In 1983, Donald met Margot (a divine intervention) and for the next 28 years, they became friends and partners – a team that would travel these United States, Canada and the Caribbean Islands doing what they both did best – teach. Together they would raise Joi, whom he referred as his “Little Princess,” while embracing her brothers Joseaf and Jonathan, who resided in Georgia.

 

By 1990, he had become the recipient of over 12 honors and awards which included The Donald L. dark Scholarship, provided by the NJ Association of Parent Coordinators. He was also invited to teach the first lesson of the Curriculum on Non Violence at the Martin Luther King, Jr. Center in Atlanta, GA.
▬▬▬
## Complete the following
1. Answer these questions using the biographical passage:
(a) In what year did Donald meet Margot?
(b) What organization provided the scholarship named in the passage?
(c) Where was he invited to teach the first lesson of the Curriculum on Non Violence?
2. Reproduce the biographical passage starting with "In 1983, Donald" and going on through "resided in Georgia.", switching "partners" for "collaborators".

## Information shown
▬▬▬
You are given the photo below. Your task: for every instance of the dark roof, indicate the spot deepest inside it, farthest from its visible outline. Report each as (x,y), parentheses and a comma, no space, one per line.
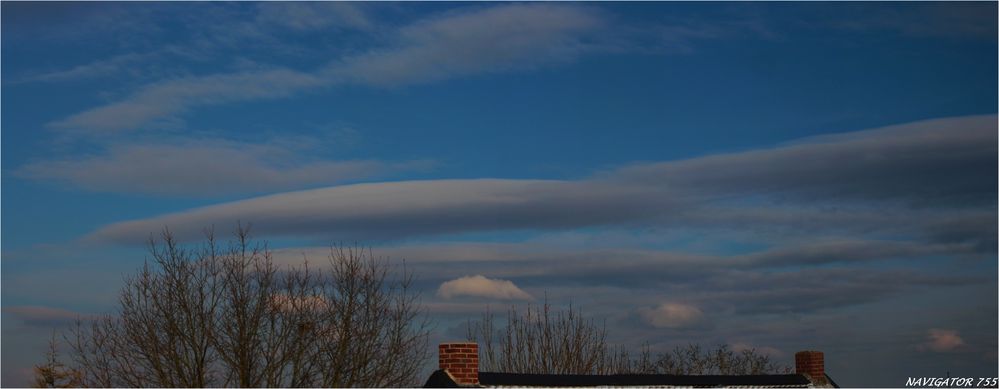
▬▬▬
## Answers to the tasks
1.
(a) 1983
(b) The NJ Association of Parent Coordinators
(c) At the Martin Luther King, Jr. Center in Atlanta, GA

2.
In 1983, Donald met Margot (a divine intervention) and for the next 28 years, they became friends and collaborators – a team that would travel these United States, Canada and the Caribbean Islands doing what they both did best – teach. Together they would raise Joi, whom he referred as his “Little Princess,” while embracing her brothers Joseaf and Jonathan, who resided in Georgia.